• **GIVEN PROBLEM 1**
Copy out the listing, word for word, from the line containing "A prior annotation asserts the tall" through the last line of the listing.

• **TEXT PROVIDED**

====

# Web Scraping Glassdoor

**Introduction**

In this project, we'll build a web scraper to extract job listings from Glassdoor, a popular job search platform. We'll use Python and BeautifulSoup, a Python library for web scraping, to extract job titles, companies, locations, job descriptions, and other relevant information.

Here are the main steps we'll follow in this project:

- Setup our development environment

- Understand the basics of web scraping

- Analyze the website structure of Glassdoor

- Write the Python code to extract job data from Glassdoor

- Save the data to a CSV file

- Test our web scraper and refine our code as needed

**Prerequisites**

Before starting this project, you should have some basic knowledge of Python programming and HTML structure. In addition, you'll need to install the following libraries in your Python environment:

- requests
- BeautifulSoup
- csv
- datetime


You can install them using the following command in your command prompt/terminal:

**pip install requests**

**pip install beautifulsoup4**

-
-
-

**Project Scope**

We will be building a script that can scrape job postings from Glassdoor.com based on a specific job position and location. We will extract the following information from each job posting:

Job title
Company name
Job location
Posting date
Summary of the job
Salary (if available)
Job URL
We will then store this information in a CSV file for further analysis.


-
-
-


**Step 1: Importing Required Libraries**

Here, we are importing the required libraries: csv for writing data to a CSV file, datetime for getting the current date, requests for sending HTTP requests to the website, BeautifulSoup for parsing the HTML source code of the webpage, and time for introducing a delay in our program.

In [129]:
import csv
from datetime import datetime
import requests
from bs4 import BeautifulSoup
import time

**Step 2: Generating RL**

Here, we are defining a function get_url that takes two parameters: position and location. We use these parameters to generate the URL of the webpage we want to scrape. We are using a template URL and replacing the placeholders with the actual values of position and location. The URL also includes some additional parameters such as locT=C and locId=1139970 that specify the location of the job posting. You can customize these parameters based on your needs.

====

• **RECORDS SUPPLIED**
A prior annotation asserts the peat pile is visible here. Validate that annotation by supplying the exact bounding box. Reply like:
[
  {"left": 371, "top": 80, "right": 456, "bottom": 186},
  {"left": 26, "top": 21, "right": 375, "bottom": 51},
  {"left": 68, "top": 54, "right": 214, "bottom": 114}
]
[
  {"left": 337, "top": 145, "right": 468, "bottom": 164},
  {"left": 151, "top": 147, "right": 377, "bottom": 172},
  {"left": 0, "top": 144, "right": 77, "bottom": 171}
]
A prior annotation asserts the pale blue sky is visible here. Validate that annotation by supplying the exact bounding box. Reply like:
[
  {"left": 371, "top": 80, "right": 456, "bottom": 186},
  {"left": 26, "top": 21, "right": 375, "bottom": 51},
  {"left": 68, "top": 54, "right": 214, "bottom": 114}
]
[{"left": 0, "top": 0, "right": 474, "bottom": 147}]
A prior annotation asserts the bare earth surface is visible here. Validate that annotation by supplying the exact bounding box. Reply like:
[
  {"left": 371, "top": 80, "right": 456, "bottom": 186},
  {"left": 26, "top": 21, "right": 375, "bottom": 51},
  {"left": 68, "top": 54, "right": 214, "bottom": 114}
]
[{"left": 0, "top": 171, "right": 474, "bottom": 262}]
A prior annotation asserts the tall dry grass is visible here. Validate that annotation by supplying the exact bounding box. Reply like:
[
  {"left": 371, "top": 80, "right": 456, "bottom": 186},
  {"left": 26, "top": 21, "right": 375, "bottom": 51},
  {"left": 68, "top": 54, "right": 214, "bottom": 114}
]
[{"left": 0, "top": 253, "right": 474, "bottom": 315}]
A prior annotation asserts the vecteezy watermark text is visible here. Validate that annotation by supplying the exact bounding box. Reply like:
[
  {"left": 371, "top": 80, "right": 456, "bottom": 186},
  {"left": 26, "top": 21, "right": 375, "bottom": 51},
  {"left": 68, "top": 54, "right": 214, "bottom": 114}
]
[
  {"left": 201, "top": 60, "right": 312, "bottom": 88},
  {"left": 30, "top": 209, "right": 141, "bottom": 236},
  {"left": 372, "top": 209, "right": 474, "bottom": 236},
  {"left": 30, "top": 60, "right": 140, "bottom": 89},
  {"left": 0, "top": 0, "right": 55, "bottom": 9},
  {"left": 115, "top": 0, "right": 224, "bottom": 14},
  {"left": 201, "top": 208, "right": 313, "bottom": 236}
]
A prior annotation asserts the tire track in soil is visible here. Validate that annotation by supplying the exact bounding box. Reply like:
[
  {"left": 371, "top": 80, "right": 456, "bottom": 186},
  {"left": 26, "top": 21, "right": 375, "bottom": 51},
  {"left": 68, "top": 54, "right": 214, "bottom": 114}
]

====

• **GIVEN PROBLEM 2**
Pick up the tutorial on scraping Glassdoor job postings where it ends and keep writing it.

• **TASK RESPONSE 1**
A prior annotation asserts the tall dry grass is visible here. Validate that annotation by supplying the exact bounding box. Reply like:
[
  {"left": 371, "top": 80, "right": 456, "bottom": 186},
  {"left": 26, "top": 21, "right": 375, "bottom": 51},
  {"left": 68, "top": 54, "right": 214, "bottom": 114}
]
[{"left": 0, "top": 253, "right": 474, "bottom": 315}]
A prior annotation asserts the vecteezy watermark text is visible here. Validate that annotation by supplying the exact bounding box. Reply like:
[
  {"left": 371, "top": 80, "right": 456, "bottom": 186},
  {"left": 26, "top": 21, "right": 375, "bottom": 51},
  {"left": 68, "top": 54, "right": 214, "bottom": 114}
]
[
  {"left": 201, "top": 60, "right": 312, "bottom": 88},
  {"left": 30, "top": 209, "right": 141, "bottom": 236},
  {"left": 372, "top": 209, "right": 474, "bottom": 236},
  {"left": 30, "top": 60, "right": 140, "bottom": 89},
  {"left": 0, "top": 0, "right": 55, "bottom": 9},
  {"left": 115, "top": 0, "right": 224, "bottom": 14},
  {"left": 201, "top": 208, "right": 313, "bottom": 236}
]
A prior annotation asserts the tire track in soil is visible here. Validate that annotation by supplying the exact bounding box. Reply like:
[
  {"left": 371, "top": 80, "right": 456, "bottom": 186},
  {"left": 26, "top": 21, "right": 375, "bottom": 51},
  {"left": 68, "top": 54, "right": 214, "bottom": 114}
]

• **TASK RESPONSE 2**
In [130]:

def get_url(position, location):
    """Generate url from position and location"""
    template = "https://www.glassdoor.com/Job/jobs.htm?sc.keyword={}&locT=C&locId=1139970&JobType=all&fromAge=1"
    position = position.replace(" ", "+")
    location = location.replace(" ", "+")
    url = template.format(position, location)
    return url

**Step 3: Extracting Job Data**

The next step is to define a function that will take a single job posting record as input, and extract the relevant data from it. This function will be called from within the main() function, which we will define in the next step.

To do this, we'll use the BeautifulSoup library to parse the HTML of the job posting card, and extract the desired data using a series of try/except blocks.


In [131]:
def get_record(card):
    """Extract job data from a single record"""
    atags = card.find_all("a")
    try:
        job_title = atags[0].text.strip()
    except IndexError:
        job_title = ""
    try:
        company = atags[1].text.strip()
    except IndexError:
        company = ""
    try:
        job_location = card.find("span", {"class": "jobLocation"}).text.strip()
    except AttributeError:
        job_location = ""
    try:
        post_date = card.find("span", {"class": "jobAge"}).text.strip()
    except AttributeError:
        post_date = ""
    try:
        summary = card.find("div", {"class": "jobDescriptionContent"}).text.strip()
    except AttributeError:
        summary = ""
    try:
        salary = card.find("span", {"class": "salaryText"}).text.strip()
    except AttributeError:
        salary = ""
    try:
        job_url = "https://www.glassdoor.com" + atags[0]["href"]
    except (IndexError, TypeError):
        job_url = ""

    today = datetime.today().strftime("%Y-%m-%d")
    record = (job_title, company, job_location, post_date, today, summary, salary, job_url)
    return record

**Step 4: Define the manin function**

Define the main function that takes two parameters: job position and location. This function performs the following steps:

- Set the headers for the HTTP request. Glassdoor may block requests from bots, so it's a good idea to set a user agent string.
- Construct the URL for the job search based on the job position and location.
- Send an HTTP request to the URL and retrieve the HTML code of the search results page.
- Parse the HTML code using BeautifulSoup and select the HTML elements that contain the job postings.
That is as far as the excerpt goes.